文本节选:
-=-=-

本次实验通过搭建一个ResNet18网络来验证性能,GCT模块插入位置如下。

GCTNet 用于视觉识别的门控信道变换注意力机制

GCT_ResNet18 搭建

import paddle
import paddle.nn as nn
from paddle.utils.download import get_weights_path_from_url

class BasicBlock(nn.Layer):
    expansion = 1

    def __init__(self,
                 inplanes,
                 planes,
                 stride=1,
                 downsample=None,
                 groups=1,
                 base_width=64,
                 dilation=1,
                 norm_layer=None):
        super(BasicBlock, self).__init__()
        if norm_layer is None:
            norm_layer = nn.BatchNorm2D

        if dilation > 1:
            raise NotImplementedError(
                "Dilation > 1 not supported in BasicBlock")

        self.conv1 = nn.Conv2D(
            inplanes, planes, 3, padding=1, stride=stride, bias_attr=False)
        self.bn1 = norm_layer(planes)

-=-=-

数据部分:
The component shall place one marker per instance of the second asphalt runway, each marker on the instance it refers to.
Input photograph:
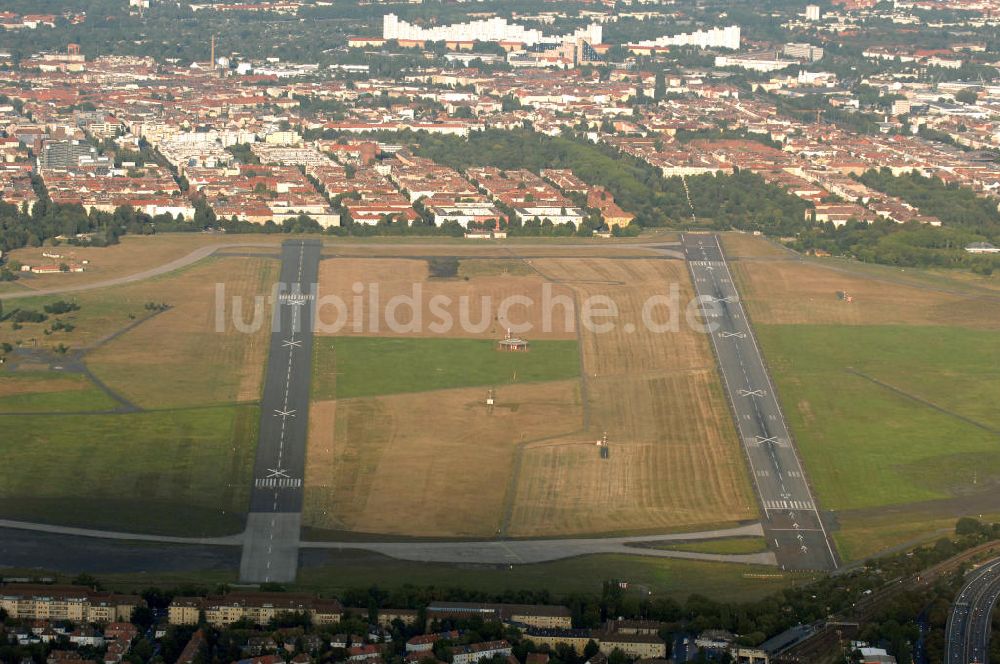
(271, 547)
(792, 523)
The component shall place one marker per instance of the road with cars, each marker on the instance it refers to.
(967, 635)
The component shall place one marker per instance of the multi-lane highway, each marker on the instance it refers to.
(271, 544)
(792, 523)
(969, 624)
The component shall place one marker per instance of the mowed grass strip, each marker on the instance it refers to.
(55, 392)
(348, 367)
(182, 472)
(866, 445)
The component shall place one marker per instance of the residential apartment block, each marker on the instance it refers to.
(73, 603)
(258, 608)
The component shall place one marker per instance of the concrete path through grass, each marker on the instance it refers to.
(478, 552)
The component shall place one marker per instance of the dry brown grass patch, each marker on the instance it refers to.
(431, 464)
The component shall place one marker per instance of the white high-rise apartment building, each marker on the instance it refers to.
(490, 30)
(728, 37)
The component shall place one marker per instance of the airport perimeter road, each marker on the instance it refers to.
(792, 523)
(271, 544)
(968, 632)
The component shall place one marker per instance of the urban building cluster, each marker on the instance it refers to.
(77, 625)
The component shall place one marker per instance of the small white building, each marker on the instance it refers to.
(981, 248)
(557, 215)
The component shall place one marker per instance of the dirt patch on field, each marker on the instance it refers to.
(451, 307)
(12, 386)
(674, 457)
(673, 462)
(798, 292)
(431, 464)
(179, 357)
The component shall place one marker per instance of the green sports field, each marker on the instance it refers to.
(889, 415)
(178, 472)
(346, 367)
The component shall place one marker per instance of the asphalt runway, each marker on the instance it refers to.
(792, 523)
(271, 545)
(967, 636)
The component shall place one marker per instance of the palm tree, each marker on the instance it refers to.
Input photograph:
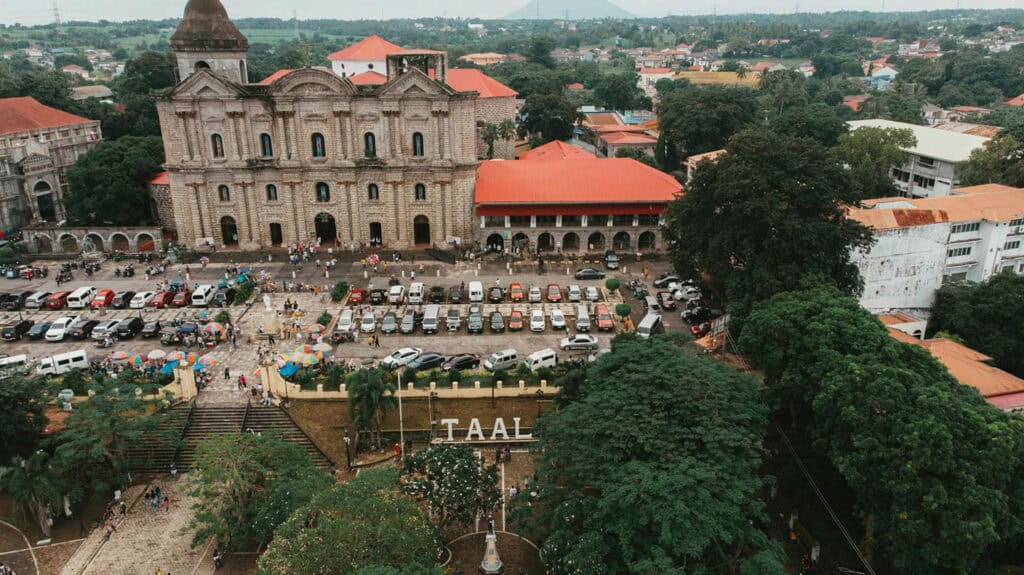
(371, 394)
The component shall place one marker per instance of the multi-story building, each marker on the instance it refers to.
(558, 197)
(921, 242)
(932, 170)
(311, 153)
(38, 143)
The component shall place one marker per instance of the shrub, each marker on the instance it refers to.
(339, 292)
(325, 318)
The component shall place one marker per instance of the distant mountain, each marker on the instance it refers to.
(572, 9)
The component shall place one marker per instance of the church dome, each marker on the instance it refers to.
(206, 28)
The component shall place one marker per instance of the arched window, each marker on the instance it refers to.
(370, 144)
(323, 192)
(217, 143)
(418, 144)
(318, 149)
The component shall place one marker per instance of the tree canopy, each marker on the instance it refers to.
(114, 173)
(626, 468)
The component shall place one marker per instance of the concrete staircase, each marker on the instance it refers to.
(272, 418)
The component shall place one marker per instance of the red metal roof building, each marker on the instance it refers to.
(586, 204)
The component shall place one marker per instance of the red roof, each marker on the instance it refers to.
(369, 78)
(613, 180)
(26, 115)
(275, 76)
(373, 48)
(556, 150)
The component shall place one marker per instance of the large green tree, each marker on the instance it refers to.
(246, 485)
(978, 312)
(767, 217)
(108, 184)
(626, 468)
(365, 524)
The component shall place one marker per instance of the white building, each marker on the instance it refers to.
(921, 242)
(933, 168)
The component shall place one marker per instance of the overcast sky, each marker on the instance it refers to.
(40, 11)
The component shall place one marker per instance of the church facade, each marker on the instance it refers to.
(312, 156)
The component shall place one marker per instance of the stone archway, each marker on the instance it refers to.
(545, 242)
(496, 242)
(69, 244)
(421, 230)
(145, 242)
(621, 240)
(119, 242)
(647, 240)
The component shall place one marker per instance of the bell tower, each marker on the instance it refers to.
(208, 39)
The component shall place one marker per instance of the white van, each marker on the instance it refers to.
(81, 298)
(396, 295)
(583, 318)
(345, 321)
(650, 325)
(416, 293)
(505, 359)
(431, 318)
(64, 362)
(544, 358)
(13, 365)
(475, 292)
(203, 296)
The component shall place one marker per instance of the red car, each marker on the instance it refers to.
(181, 299)
(515, 321)
(700, 329)
(554, 293)
(162, 300)
(356, 297)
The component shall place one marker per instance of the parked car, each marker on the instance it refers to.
(181, 299)
(604, 321)
(557, 319)
(83, 329)
(122, 299)
(554, 293)
(15, 329)
(496, 296)
(426, 360)
(151, 329)
(389, 323)
(436, 295)
(535, 295)
(462, 361)
(666, 300)
(537, 321)
(129, 327)
(515, 292)
(579, 342)
(515, 321)
(141, 300)
(38, 330)
(474, 324)
(400, 357)
(497, 322)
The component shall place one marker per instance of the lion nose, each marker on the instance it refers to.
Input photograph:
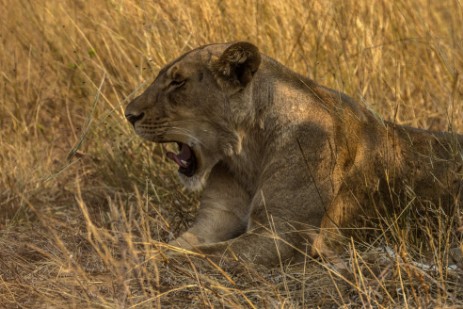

-=-=-

任务目标: 在讲 GCT_ResNet18 搭建的文本节选里,如果 BasicBlock 的 dilation 大于 1,代码会怎么处理?

本题答案: 会抛出 NotImplementedError,提示 "Dilation > 1 not supported in BasicBlock"。